Model C792ew także po otwarciu może się podobać, jeśli ktoś gustuje w dyskretnych, stonowanych laptopach. Grafitowe otoczenie klawiatury, czarne klawisze, czarna otoczka ekranu, tylko dwa przyciski nad klawiaturą – ład, porządek, asceza. Idealny laptop do pracy.

O klawiaturze można powiedzieć same pozytywy – jest po prostu świetna, pracowało mi się na niej bardzo wygodnie. Klawisze wyraźnie opisane, logicznie rozmieszczone, mają krótki skok, są przy tym bardzo ciche. Umieszczony w lekkim wgłębieniu touchpad trzyma poziom, ma dużą i czułą powierzchnię, kursor precyzyjnie odwzorowuje ruchy palca po tabliczce, bez zarzutu działa strefa scrolla. Przyciski są miękkie, precyzyjne i ciche, a dodatkowy, mały przycisk u góry umożliwia wyłączenie touchpada.

Nad ekranem kamerka internetowa i mikrofon, czyli przydatne dodatki, mające liczne zastosowania.
Bardzo spodobała mi się kultura pracy modelu C792ew. Podczas normalnej pracy laptop pozostaje cały czas przyjemnie chłodny, a także niemalże bezgłośny. Lekko szumi wentylator, czasem nieśmiało zazgrzyta dysk, dźwięki te wtapiają się w ciche otoczenie. Duże obciążenie przynosi wzrost prędkości obrotowej wentylatora, ale nie przeszkadza to nawet w nocy.

> **DOSTARCZONE DANE**
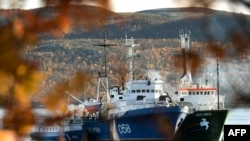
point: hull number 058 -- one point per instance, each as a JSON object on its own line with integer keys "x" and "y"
{"x": 124, "y": 129}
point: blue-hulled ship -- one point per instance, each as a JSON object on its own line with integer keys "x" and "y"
{"x": 70, "y": 129}
{"x": 139, "y": 110}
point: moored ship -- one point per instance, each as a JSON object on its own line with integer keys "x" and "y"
{"x": 139, "y": 110}
{"x": 207, "y": 113}
{"x": 70, "y": 129}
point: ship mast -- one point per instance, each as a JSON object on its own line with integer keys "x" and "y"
{"x": 218, "y": 84}
{"x": 186, "y": 79}
{"x": 129, "y": 44}
{"x": 102, "y": 76}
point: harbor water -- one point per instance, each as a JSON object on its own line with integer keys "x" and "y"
{"x": 237, "y": 116}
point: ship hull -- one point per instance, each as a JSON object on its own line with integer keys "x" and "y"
{"x": 54, "y": 136}
{"x": 155, "y": 123}
{"x": 202, "y": 126}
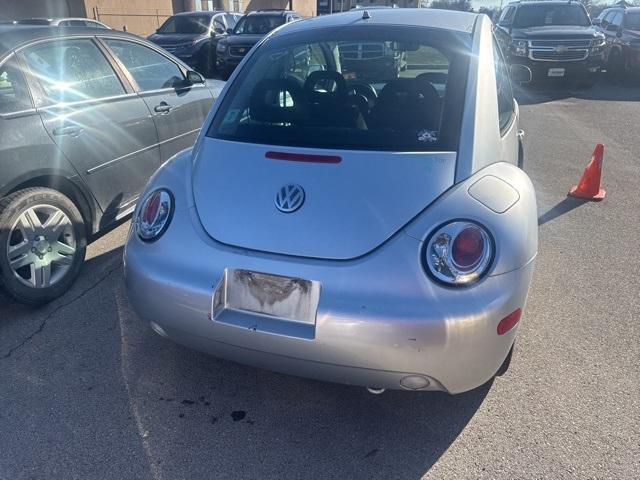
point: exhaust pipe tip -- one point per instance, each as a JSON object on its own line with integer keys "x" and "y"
{"x": 375, "y": 391}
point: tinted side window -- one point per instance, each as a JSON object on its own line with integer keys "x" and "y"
{"x": 231, "y": 20}
{"x": 150, "y": 70}
{"x": 14, "y": 94}
{"x": 72, "y": 70}
{"x": 617, "y": 19}
{"x": 607, "y": 18}
{"x": 503, "y": 84}
{"x": 218, "y": 24}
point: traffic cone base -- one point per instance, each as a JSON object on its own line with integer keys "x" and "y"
{"x": 588, "y": 187}
{"x": 597, "y": 197}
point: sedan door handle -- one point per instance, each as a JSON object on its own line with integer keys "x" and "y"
{"x": 162, "y": 108}
{"x": 70, "y": 130}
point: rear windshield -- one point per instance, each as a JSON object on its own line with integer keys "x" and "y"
{"x": 193, "y": 24}
{"x": 258, "y": 24}
{"x": 33, "y": 21}
{"x": 552, "y": 14}
{"x": 371, "y": 88}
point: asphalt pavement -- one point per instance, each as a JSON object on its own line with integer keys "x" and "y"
{"x": 88, "y": 391}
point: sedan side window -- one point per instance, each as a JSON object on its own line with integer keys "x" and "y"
{"x": 14, "y": 93}
{"x": 71, "y": 71}
{"x": 503, "y": 84}
{"x": 149, "y": 69}
{"x": 617, "y": 19}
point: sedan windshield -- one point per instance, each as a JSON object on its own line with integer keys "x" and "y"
{"x": 397, "y": 89}
{"x": 194, "y": 24}
{"x": 632, "y": 22}
{"x": 552, "y": 14}
{"x": 258, "y": 24}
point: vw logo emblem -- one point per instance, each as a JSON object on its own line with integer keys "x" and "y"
{"x": 289, "y": 198}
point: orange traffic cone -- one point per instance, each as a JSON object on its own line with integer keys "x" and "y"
{"x": 589, "y": 185}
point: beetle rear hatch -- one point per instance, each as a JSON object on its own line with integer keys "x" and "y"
{"x": 353, "y": 200}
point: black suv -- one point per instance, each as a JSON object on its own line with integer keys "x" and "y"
{"x": 250, "y": 30}
{"x": 621, "y": 27}
{"x": 555, "y": 39}
{"x": 193, "y": 36}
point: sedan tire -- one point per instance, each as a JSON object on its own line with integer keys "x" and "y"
{"x": 43, "y": 243}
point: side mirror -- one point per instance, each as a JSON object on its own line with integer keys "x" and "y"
{"x": 194, "y": 78}
{"x": 520, "y": 73}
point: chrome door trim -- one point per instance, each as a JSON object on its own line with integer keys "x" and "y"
{"x": 124, "y": 157}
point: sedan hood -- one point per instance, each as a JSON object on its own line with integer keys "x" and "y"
{"x": 350, "y": 207}
{"x": 555, "y": 32}
{"x": 243, "y": 39}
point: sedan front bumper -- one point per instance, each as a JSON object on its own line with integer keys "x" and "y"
{"x": 381, "y": 321}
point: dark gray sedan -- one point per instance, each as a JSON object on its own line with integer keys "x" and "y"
{"x": 86, "y": 117}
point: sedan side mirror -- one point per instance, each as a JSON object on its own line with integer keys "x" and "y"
{"x": 194, "y": 78}
{"x": 520, "y": 73}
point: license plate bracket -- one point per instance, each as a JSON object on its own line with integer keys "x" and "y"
{"x": 556, "y": 72}
{"x": 289, "y": 299}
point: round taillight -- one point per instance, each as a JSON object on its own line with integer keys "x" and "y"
{"x": 459, "y": 253}
{"x": 468, "y": 248}
{"x": 154, "y": 215}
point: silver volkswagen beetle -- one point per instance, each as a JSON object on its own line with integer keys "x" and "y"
{"x": 340, "y": 222}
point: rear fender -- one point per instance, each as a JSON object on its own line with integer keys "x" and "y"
{"x": 505, "y": 203}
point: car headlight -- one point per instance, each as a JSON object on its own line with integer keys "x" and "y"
{"x": 154, "y": 215}
{"x": 459, "y": 253}
{"x": 519, "y": 48}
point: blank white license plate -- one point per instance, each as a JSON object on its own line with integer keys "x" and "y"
{"x": 556, "y": 72}
{"x": 287, "y": 298}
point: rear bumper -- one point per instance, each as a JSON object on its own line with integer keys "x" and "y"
{"x": 379, "y": 323}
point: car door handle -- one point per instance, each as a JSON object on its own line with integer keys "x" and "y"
{"x": 162, "y": 108}
{"x": 70, "y": 130}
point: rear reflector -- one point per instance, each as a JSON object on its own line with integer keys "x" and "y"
{"x": 301, "y": 157}
{"x": 508, "y": 322}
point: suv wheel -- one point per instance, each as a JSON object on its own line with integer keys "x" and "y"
{"x": 43, "y": 242}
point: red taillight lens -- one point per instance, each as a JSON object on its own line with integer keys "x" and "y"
{"x": 151, "y": 208}
{"x": 468, "y": 248}
{"x": 154, "y": 215}
{"x": 459, "y": 252}
{"x": 508, "y": 322}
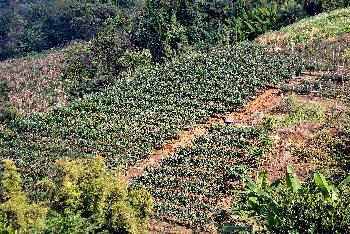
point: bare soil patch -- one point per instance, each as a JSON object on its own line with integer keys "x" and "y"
{"x": 251, "y": 111}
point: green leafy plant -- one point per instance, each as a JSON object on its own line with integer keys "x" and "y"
{"x": 16, "y": 211}
{"x": 289, "y": 205}
{"x": 87, "y": 193}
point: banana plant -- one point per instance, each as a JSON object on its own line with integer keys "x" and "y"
{"x": 327, "y": 189}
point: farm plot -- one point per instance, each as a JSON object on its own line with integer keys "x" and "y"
{"x": 188, "y": 188}
{"x": 127, "y": 122}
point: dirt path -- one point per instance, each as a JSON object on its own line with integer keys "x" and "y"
{"x": 251, "y": 114}
{"x": 251, "y": 111}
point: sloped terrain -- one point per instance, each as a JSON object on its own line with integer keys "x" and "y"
{"x": 126, "y": 123}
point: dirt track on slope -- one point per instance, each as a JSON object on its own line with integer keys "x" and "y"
{"x": 250, "y": 112}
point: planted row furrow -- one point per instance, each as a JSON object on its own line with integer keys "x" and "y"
{"x": 193, "y": 182}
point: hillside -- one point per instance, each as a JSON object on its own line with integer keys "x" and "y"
{"x": 141, "y": 129}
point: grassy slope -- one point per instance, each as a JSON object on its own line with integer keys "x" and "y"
{"x": 320, "y": 27}
{"x": 139, "y": 115}
{"x": 34, "y": 81}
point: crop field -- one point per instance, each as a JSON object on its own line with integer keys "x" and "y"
{"x": 188, "y": 187}
{"x": 137, "y": 116}
{"x": 34, "y": 82}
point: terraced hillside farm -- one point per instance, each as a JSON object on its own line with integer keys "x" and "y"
{"x": 189, "y": 187}
{"x": 189, "y": 132}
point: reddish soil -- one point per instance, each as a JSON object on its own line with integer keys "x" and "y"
{"x": 282, "y": 155}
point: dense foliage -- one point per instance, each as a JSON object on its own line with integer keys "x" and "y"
{"x": 41, "y": 25}
{"x": 85, "y": 197}
{"x": 125, "y": 123}
{"x": 189, "y": 187}
{"x": 291, "y": 207}
{"x": 168, "y": 27}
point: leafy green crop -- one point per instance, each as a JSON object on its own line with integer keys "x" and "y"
{"x": 138, "y": 115}
{"x": 290, "y": 206}
{"x": 188, "y": 187}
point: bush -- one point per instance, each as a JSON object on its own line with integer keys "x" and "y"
{"x": 87, "y": 191}
{"x": 101, "y": 63}
{"x": 84, "y": 197}
{"x": 9, "y": 113}
{"x": 4, "y": 90}
{"x": 287, "y": 206}
{"x": 16, "y": 211}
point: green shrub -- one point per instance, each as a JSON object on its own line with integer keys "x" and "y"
{"x": 288, "y": 206}
{"x": 92, "y": 191}
{"x": 16, "y": 211}
{"x": 84, "y": 197}
{"x": 9, "y": 113}
{"x": 102, "y": 62}
{"x": 74, "y": 224}
{"x": 4, "y": 90}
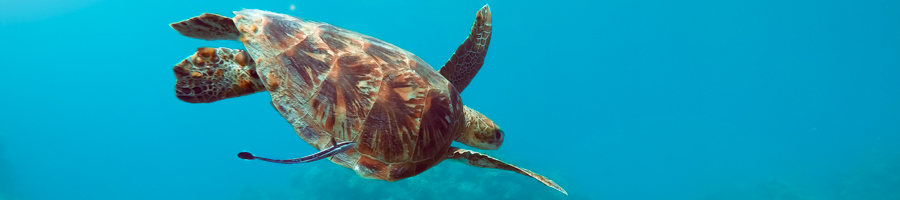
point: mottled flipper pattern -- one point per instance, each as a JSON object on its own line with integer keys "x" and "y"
{"x": 481, "y": 160}
{"x": 207, "y": 27}
{"x": 469, "y": 57}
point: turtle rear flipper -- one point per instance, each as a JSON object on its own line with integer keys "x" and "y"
{"x": 468, "y": 58}
{"x": 208, "y": 27}
{"x": 481, "y": 160}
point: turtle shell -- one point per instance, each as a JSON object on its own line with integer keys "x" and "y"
{"x": 329, "y": 82}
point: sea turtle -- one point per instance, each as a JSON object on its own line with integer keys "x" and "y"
{"x": 333, "y": 84}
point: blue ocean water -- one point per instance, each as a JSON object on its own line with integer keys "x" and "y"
{"x": 611, "y": 99}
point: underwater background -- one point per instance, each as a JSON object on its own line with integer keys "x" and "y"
{"x": 612, "y": 99}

> **POLECENIA**
**A)** Wypisz bez zmian fragment recenzji laptopa od słów "Model C792ew także" aż do słów "mające liczne zastosowania." włącznie.
**B)** Wyodrębnij z rekordów wszystkie linie zawierające ciąg znaków "beetle". Wielkość liter ma znaczenie.

> **ODPOWIEDZI PO KOLEI**
**A)**
Model C792ew także po otwarciu może się podobać, jeśli ktoś gustuje w dyskretnych, stonowanych laptopach. Grafitowe otoczenie klawiatury, czarne klawisze, czarna otoczka ekranu, tylko dwa przyciski nad klawiaturą – ład, porządek, asceza. Idealny laptop do pracy.

O klawiaturze można powiedzieć same pozytywy – jest po prostu świetna, pracowało mi się na niej bardzo wygodnie. Klawisze wyraźnie opisane, logicznie rozmieszczone, mają krótki skok, są przy tym bardzo ciche. Umieszczony w lekkim wgłębieniu touchpad trzyma poziom, ma dużą i czułą powierzchnię, kursor precyzyjnie odwzorowuje ruchy palca po tabliczce, bez zarzutu działa strefa scrolla. Przyciski są miękkie, precyzyjne i ciche, a dodatkowy, mały przycisk u góry umożliwia wyłączenie touchpada.

Nad ekranem kamerka internetowa i mikrofon, czyli przydatne dodatki, mające liczne zastosowania.

**B)**
point: beetle rear hatch -- one point per instance, each as a JSON object on its own line with integer keys "x" and "y"
point: silver volkswagen beetle -- one point per instance, each as a JSON object on its own line with integer keys "x" and "y"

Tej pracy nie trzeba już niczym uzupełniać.